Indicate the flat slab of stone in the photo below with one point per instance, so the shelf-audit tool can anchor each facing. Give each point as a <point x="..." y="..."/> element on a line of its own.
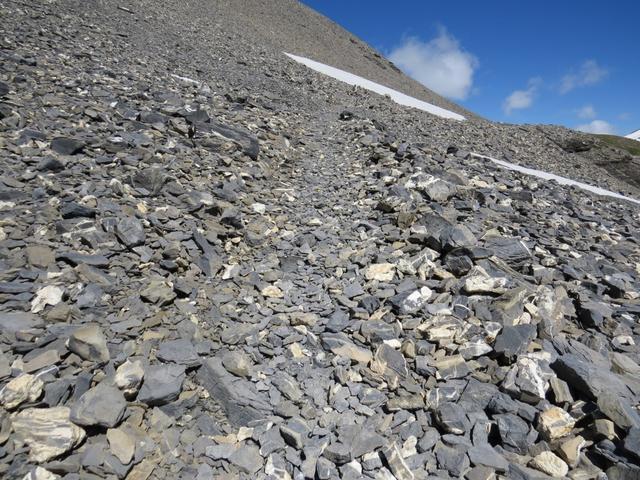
<point x="240" y="399"/>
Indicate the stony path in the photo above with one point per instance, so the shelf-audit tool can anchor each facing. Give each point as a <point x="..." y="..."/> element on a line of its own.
<point x="254" y="273"/>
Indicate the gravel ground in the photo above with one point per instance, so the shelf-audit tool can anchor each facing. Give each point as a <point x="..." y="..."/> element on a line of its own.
<point x="215" y="263"/>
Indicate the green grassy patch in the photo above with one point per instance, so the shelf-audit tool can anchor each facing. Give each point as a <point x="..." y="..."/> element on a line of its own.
<point x="626" y="144"/>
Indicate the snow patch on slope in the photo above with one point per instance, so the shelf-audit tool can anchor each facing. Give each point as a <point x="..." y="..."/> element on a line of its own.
<point x="634" y="135"/>
<point x="396" y="96"/>
<point x="557" y="178"/>
<point x="408" y="101"/>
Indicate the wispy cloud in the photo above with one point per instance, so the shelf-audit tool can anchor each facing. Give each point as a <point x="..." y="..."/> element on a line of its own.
<point x="587" y="112"/>
<point x="596" y="126"/>
<point x="521" y="99"/>
<point x="440" y="64"/>
<point x="589" y="73"/>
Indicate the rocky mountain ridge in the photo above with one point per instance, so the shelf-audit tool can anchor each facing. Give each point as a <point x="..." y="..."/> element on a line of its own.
<point x="216" y="263"/>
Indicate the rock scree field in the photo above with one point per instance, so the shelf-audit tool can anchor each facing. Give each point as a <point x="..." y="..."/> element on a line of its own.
<point x="216" y="263"/>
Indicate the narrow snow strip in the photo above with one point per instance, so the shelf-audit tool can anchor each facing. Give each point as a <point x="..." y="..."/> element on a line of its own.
<point x="557" y="178"/>
<point x="396" y="96"/>
<point x="408" y="101"/>
<point x="634" y="135"/>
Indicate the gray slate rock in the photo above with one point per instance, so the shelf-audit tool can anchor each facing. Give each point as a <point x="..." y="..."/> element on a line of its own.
<point x="102" y="405"/>
<point x="240" y="399"/>
<point x="162" y="384"/>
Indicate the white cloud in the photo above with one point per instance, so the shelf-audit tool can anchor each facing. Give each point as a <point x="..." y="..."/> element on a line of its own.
<point x="596" y="126"/>
<point x="440" y="64"/>
<point x="520" y="99"/>
<point x="587" y="112"/>
<point x="589" y="73"/>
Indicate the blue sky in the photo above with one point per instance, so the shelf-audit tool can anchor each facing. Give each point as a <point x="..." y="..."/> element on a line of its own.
<point x="565" y="62"/>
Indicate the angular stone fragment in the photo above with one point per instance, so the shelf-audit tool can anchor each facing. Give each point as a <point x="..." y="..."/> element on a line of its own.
<point x="40" y="256"/>
<point x="247" y="459"/>
<point x="67" y="146"/>
<point x="122" y="445"/>
<point x="513" y="340"/>
<point x="590" y="378"/>
<point x="159" y="292"/>
<point x="180" y="351"/>
<point x="514" y="432"/>
<point x="130" y="232"/>
<point x="452" y="459"/>
<point x="340" y="344"/>
<point x="570" y="450"/>
<point x="102" y="405"/>
<point x="551" y="464"/>
<point x="383" y="272"/>
<point x="271" y="291"/>
<point x="25" y="388"/>
<point x="452" y="367"/>
<point x="48" y="431"/>
<point x="396" y="463"/>
<point x="129" y="377"/>
<point x="338" y="453"/>
<point x="49" y="295"/>
<point x="89" y="343"/>
<point x="488" y="456"/>
<point x="162" y="384"/>
<point x="239" y="398"/>
<point x="555" y="423"/>
<point x="452" y="418"/>
<point x="295" y="432"/>
<point x="237" y="363"/>
<point x="618" y="410"/>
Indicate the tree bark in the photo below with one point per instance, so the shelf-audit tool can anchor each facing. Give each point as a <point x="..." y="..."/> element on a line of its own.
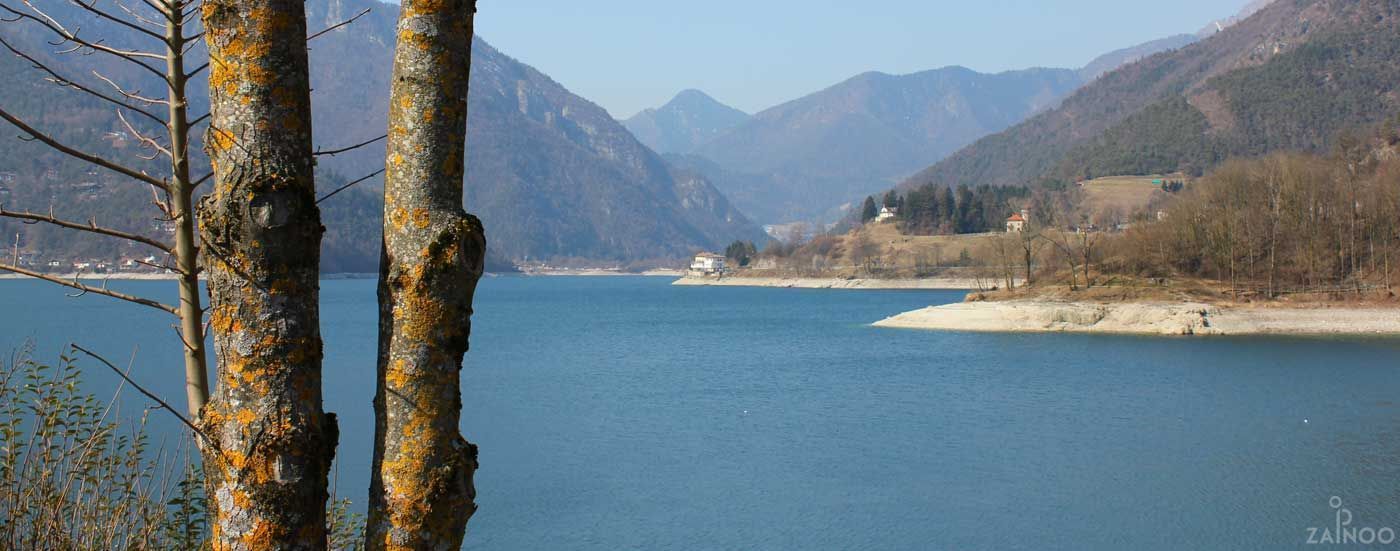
<point x="420" y="491"/>
<point x="262" y="239"/>
<point x="182" y="211"/>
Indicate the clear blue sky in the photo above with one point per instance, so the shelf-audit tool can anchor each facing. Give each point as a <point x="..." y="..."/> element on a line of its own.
<point x="629" y="55"/>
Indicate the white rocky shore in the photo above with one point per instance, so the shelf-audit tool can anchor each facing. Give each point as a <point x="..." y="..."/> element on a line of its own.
<point x="829" y="283"/>
<point x="1147" y="318"/>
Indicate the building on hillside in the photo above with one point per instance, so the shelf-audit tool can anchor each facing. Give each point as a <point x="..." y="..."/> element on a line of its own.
<point x="707" y="265"/>
<point x="1017" y="223"/>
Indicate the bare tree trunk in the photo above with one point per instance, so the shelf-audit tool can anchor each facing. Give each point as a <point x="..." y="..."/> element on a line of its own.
<point x="182" y="211"/>
<point x="420" y="491"/>
<point x="262" y="237"/>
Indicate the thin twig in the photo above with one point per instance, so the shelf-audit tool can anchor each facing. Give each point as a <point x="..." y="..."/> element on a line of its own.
<point x="94" y="290"/>
<point x="70" y="151"/>
<point x="139" y="388"/>
<point x="339" y="24"/>
<point x="79" y="42"/>
<point x="333" y="153"/>
<point x="90" y="227"/>
<point x="347" y="186"/>
<point x="66" y="83"/>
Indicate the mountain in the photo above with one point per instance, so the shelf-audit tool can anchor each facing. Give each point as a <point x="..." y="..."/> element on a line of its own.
<point x="1290" y="77"/>
<point x="689" y="119"/>
<point x="1116" y="59"/>
<point x="1243" y="14"/>
<point x="867" y="133"/>
<point x="552" y="176"/>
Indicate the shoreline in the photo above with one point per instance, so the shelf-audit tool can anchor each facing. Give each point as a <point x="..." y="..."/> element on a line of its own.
<point x="345" y="276"/>
<point x="1150" y="319"/>
<point x="830" y="283"/>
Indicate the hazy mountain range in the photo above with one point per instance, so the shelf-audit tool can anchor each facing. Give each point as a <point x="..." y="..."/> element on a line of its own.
<point x="814" y="155"/>
<point x="689" y="119"/>
<point x="1291" y="77"/>
<point x="552" y="175"/>
<point x="556" y="179"/>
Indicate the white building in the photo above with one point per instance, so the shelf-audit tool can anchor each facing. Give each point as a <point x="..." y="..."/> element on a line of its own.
<point x="1017" y="223"/>
<point x="707" y="265"/>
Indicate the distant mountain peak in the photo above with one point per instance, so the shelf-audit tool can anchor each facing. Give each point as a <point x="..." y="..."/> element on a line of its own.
<point x="688" y="120"/>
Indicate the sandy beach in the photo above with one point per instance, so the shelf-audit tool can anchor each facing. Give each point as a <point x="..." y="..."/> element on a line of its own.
<point x="818" y="283"/>
<point x="1148" y="318"/>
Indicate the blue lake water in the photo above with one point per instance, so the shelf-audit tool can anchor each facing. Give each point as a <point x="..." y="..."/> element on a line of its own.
<point x="629" y="414"/>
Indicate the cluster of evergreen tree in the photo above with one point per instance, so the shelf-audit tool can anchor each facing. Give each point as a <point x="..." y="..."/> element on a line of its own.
<point x="741" y="252"/>
<point x="941" y="210"/>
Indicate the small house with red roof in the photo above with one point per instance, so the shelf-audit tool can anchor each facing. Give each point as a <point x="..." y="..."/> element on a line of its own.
<point x="1017" y="223"/>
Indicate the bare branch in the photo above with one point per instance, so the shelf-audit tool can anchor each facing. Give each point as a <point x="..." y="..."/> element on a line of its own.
<point x="154" y="266"/>
<point x="116" y="20"/>
<point x="94" y="290"/>
<point x="90" y="227"/>
<point x="77" y="154"/>
<point x="143" y="139"/>
<point x="133" y="95"/>
<point x="66" y="83"/>
<point x="347" y="186"/>
<point x="79" y="42"/>
<point x="339" y="24"/>
<point x="333" y="153"/>
<point x="142" y="18"/>
<point x="200" y="434"/>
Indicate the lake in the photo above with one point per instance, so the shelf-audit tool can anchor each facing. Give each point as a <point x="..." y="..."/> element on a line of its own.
<point x="622" y="413"/>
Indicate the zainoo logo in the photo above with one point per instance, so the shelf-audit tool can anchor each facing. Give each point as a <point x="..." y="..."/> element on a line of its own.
<point x="1341" y="532"/>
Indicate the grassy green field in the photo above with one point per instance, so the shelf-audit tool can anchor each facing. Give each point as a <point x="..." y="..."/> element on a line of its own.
<point x="1123" y="193"/>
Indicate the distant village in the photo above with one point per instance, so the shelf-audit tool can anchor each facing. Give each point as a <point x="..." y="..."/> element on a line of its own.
<point x="86" y="186"/>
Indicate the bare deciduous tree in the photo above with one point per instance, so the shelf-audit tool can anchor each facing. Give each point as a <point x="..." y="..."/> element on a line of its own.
<point x="262" y="232"/>
<point x="163" y="23"/>
<point x="422" y="492"/>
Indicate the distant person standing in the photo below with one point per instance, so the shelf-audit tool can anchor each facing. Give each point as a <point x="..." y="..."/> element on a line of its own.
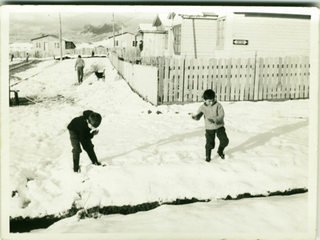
<point x="141" y="45"/>
<point x="79" y="66"/>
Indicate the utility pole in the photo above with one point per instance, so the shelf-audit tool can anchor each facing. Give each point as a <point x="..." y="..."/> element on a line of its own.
<point x="60" y="38"/>
<point x="113" y="30"/>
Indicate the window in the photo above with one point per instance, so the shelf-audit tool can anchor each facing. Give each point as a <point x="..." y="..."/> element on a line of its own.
<point x="177" y="39"/>
<point x="221" y="25"/>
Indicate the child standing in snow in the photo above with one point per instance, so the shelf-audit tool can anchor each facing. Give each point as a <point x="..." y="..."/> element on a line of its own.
<point x="213" y="118"/>
<point x="82" y="129"/>
<point x="79" y="66"/>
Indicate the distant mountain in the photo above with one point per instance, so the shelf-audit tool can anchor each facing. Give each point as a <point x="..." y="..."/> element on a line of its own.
<point x="77" y="32"/>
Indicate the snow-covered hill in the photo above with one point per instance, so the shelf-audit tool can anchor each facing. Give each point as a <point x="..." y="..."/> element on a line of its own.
<point x="155" y="154"/>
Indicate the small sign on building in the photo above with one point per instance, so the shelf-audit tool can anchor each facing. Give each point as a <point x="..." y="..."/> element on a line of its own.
<point x="240" y="42"/>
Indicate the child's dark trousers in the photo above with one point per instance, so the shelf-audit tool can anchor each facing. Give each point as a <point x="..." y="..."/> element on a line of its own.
<point x="210" y="140"/>
<point x="76" y="150"/>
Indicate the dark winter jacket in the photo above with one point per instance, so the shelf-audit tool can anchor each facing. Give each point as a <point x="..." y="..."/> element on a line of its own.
<point x="79" y="125"/>
<point x="213" y="115"/>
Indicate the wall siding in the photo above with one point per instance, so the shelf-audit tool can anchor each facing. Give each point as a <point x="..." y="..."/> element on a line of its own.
<point x="205" y="32"/>
<point x="269" y="37"/>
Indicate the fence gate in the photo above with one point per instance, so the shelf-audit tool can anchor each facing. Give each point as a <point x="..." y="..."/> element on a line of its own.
<point x="185" y="80"/>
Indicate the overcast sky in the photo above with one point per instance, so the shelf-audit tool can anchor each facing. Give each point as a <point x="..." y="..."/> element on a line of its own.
<point x="32" y="20"/>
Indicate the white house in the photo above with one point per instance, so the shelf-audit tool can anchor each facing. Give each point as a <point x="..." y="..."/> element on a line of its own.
<point x="235" y="34"/>
<point x="49" y="45"/>
<point x="122" y="40"/>
<point x="246" y="34"/>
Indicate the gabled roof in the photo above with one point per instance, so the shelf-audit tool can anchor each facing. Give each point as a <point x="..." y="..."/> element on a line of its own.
<point x="193" y="15"/>
<point x="120" y="34"/>
<point x="149" y="28"/>
<point x="50" y="35"/>
<point x="162" y="19"/>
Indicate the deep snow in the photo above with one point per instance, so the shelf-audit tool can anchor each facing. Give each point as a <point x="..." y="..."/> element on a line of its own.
<point x="156" y="154"/>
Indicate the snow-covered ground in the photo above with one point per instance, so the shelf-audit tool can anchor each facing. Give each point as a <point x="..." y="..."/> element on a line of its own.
<point x="156" y="154"/>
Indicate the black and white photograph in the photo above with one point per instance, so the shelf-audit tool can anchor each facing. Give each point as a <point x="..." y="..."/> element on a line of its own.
<point x="159" y="122"/>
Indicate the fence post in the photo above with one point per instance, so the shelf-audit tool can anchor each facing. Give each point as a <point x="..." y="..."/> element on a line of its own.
<point x="183" y="76"/>
<point x="256" y="78"/>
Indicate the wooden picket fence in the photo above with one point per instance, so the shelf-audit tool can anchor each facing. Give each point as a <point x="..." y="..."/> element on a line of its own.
<point x="253" y="79"/>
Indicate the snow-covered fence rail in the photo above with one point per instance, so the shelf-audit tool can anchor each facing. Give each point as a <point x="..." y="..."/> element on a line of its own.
<point x="184" y="80"/>
<point x="142" y="79"/>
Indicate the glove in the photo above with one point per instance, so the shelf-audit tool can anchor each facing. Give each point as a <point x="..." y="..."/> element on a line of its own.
<point x="211" y="120"/>
<point x="94" y="132"/>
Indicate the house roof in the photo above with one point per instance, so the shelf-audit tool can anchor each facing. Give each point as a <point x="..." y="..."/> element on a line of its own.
<point x="146" y="27"/>
<point x="274" y="15"/>
<point x="191" y="15"/>
<point x="121" y="34"/>
<point x="50" y="35"/>
<point x="162" y="19"/>
<point x="149" y="28"/>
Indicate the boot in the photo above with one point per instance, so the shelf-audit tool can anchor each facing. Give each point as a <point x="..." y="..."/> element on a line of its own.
<point x="93" y="157"/>
<point x="208" y="154"/>
<point x="220" y="152"/>
<point x="76" y="160"/>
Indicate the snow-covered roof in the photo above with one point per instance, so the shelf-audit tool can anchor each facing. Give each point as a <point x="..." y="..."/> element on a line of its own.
<point x="20" y="46"/>
<point x="51" y="35"/>
<point x="119" y="34"/>
<point x="163" y="19"/>
<point x="146" y="27"/>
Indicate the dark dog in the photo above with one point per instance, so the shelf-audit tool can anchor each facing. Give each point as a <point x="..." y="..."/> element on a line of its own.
<point x="100" y="75"/>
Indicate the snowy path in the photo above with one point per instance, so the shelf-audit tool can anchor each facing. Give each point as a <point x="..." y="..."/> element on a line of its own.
<point x="149" y="156"/>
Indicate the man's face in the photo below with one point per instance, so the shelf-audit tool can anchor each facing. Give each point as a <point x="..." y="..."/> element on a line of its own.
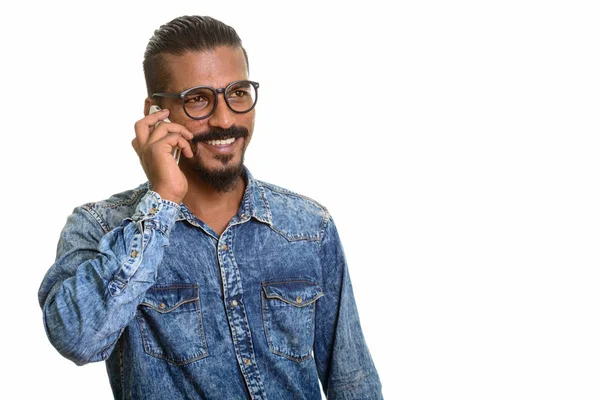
<point x="217" y="162"/>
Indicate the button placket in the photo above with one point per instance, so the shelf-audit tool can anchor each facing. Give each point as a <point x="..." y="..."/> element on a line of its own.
<point x="236" y="315"/>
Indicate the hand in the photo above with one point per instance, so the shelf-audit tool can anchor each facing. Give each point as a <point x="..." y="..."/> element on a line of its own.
<point x="154" y="145"/>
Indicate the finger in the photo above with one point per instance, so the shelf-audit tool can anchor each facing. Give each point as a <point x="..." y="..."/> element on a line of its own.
<point x="167" y="128"/>
<point x="145" y="126"/>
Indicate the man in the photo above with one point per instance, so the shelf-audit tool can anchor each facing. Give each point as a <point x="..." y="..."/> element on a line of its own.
<point x="205" y="283"/>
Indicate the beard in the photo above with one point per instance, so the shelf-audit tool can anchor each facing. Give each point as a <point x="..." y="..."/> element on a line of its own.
<point x="225" y="178"/>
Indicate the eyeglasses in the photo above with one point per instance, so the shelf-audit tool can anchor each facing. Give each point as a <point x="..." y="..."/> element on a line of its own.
<point x="200" y="102"/>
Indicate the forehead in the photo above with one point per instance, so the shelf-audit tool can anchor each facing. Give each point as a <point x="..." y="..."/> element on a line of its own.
<point x="215" y="68"/>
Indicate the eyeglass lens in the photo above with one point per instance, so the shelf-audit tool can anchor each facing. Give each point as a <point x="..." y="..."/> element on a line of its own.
<point x="240" y="97"/>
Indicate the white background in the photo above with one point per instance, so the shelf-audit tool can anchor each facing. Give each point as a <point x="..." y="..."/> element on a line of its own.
<point x="455" y="144"/>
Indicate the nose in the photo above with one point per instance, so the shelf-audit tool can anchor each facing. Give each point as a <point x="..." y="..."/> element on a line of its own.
<point x="223" y="117"/>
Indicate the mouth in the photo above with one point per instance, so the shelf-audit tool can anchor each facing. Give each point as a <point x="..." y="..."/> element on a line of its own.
<point x="219" y="143"/>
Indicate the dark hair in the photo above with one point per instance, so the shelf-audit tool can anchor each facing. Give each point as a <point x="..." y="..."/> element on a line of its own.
<point x="186" y="33"/>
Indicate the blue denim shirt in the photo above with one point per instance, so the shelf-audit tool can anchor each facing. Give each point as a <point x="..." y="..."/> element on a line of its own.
<point x="265" y="310"/>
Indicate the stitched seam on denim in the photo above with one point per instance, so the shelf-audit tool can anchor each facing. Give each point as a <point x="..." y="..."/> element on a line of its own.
<point x="89" y="208"/>
<point x="121" y="364"/>
<point x="267" y="326"/>
<point x="168" y="310"/>
<point x="268" y="283"/>
<point x="289" y="238"/>
<point x="303" y="304"/>
<point x="148" y="349"/>
<point x="326" y="223"/>
<point x="281" y="190"/>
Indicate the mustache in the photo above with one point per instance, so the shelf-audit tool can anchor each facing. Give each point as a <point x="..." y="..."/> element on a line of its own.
<point x="221" y="134"/>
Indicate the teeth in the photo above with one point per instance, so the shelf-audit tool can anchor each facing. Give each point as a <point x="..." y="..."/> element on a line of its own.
<point x="221" y="142"/>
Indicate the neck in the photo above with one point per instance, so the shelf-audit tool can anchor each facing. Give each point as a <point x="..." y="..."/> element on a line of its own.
<point x="211" y="206"/>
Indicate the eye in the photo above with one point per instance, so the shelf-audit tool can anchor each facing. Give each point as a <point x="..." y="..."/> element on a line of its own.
<point x="196" y="99"/>
<point x="238" y="93"/>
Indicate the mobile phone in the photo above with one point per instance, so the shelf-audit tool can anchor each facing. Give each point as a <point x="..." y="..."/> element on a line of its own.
<point x="176" y="150"/>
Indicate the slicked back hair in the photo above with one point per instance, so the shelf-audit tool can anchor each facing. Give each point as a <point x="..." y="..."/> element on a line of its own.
<point x="186" y="33"/>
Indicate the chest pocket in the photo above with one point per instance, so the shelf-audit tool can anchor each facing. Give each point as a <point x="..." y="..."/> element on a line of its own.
<point x="170" y="322"/>
<point x="288" y="310"/>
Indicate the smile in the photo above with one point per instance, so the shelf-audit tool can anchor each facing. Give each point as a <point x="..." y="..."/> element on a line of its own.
<point x="220" y="142"/>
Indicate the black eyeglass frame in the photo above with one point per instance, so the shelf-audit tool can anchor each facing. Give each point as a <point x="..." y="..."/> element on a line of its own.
<point x="216" y="92"/>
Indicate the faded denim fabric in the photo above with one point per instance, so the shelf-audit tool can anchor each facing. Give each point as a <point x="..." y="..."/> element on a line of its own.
<point x="266" y="310"/>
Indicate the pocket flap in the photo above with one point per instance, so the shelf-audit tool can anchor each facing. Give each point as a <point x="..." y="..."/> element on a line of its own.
<point x="297" y="293"/>
<point x="165" y="298"/>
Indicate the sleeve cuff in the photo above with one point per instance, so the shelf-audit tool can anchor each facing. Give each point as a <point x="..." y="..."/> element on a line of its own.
<point x="155" y="212"/>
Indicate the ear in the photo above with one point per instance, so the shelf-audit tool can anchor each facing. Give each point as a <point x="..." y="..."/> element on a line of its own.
<point x="147" y="103"/>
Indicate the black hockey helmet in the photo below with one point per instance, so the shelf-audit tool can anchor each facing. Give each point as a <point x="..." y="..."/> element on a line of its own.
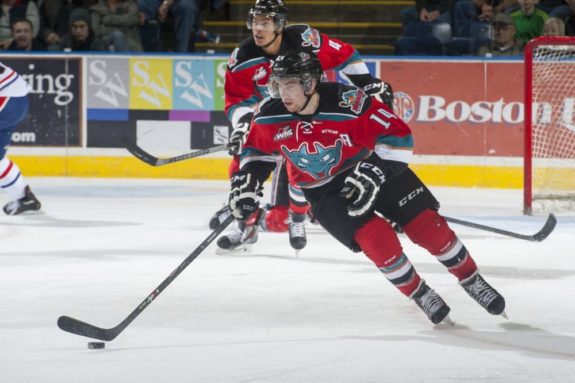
<point x="275" y="9"/>
<point x="299" y="64"/>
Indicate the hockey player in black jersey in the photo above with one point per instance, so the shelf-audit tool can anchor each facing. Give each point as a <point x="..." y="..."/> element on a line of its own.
<point x="246" y="85"/>
<point x="350" y="154"/>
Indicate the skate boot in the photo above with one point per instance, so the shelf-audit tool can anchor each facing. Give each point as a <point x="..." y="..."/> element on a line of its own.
<point x="219" y="217"/>
<point x="431" y="304"/>
<point x="484" y="294"/>
<point x="27" y="203"/>
<point x="298" y="239"/>
<point x="238" y="239"/>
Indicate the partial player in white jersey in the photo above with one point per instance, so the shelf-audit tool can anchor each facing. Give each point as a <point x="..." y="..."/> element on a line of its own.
<point x="13" y="109"/>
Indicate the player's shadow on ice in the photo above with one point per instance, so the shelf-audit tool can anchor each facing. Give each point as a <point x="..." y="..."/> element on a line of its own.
<point x="526" y="339"/>
<point x="46" y="220"/>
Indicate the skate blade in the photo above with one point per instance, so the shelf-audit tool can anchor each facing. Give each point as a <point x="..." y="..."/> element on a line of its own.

#####

▸ WHAT IS ASKED
Could you repeat, exactly and with nothing else, the lines from the one containing "Indicate the ear" through the last line of the records above, leaving out the pictures?

▸ TASK RESPONSE
Indicate the ear in the photo above with one point per instance, so the shelf-audit tool can anchor each facing. Give each point as a <point x="..." y="..."/> element on a line of its own.
<point x="147" y="103"/>
Indicate the black hockey helmet in the photo below with one point per instance, so the shelf-audit tool can anchor each facing. Give each point as a <point x="..." y="..."/> element on a line of its own.
<point x="275" y="9"/>
<point x="299" y="64"/>
Indicate the hockey player in black jersey in the photo above with one point per instance, so the shelf-audit tool can anchor each facing. Give each point as a <point x="..." y="..."/> element on a line of its own.
<point x="246" y="85"/>
<point x="350" y="154"/>
Indicate the skate boot in the photo above with one point per instance, so the shelf-audit tool can anchor each facing. Give each point as a <point x="..." y="..."/> element on a line of its own.
<point x="219" y="217"/>
<point x="431" y="304"/>
<point x="484" y="294"/>
<point x="27" y="203"/>
<point x="298" y="239"/>
<point x="238" y="239"/>
Indicate the partial player in white jersey in the photo above with one point per instance, so the shelf-audit tool can anchor each facing. Give each point as a <point x="..." y="..."/> element on a line of its own.
<point x="13" y="109"/>
Indicate the player's shadow on ice in the photo above with one point per instance, so the shelf-audit tool can anchor each facing. Give each point as a <point x="..." y="..."/> element on a line of its own.
<point x="526" y="339"/>
<point x="46" y="220"/>
Indicate the skate blade in the photo above with one point per instance, so the shelf-audit tool can anchor each facing. Give each point as a <point x="..." y="..."/> element on a line of its own.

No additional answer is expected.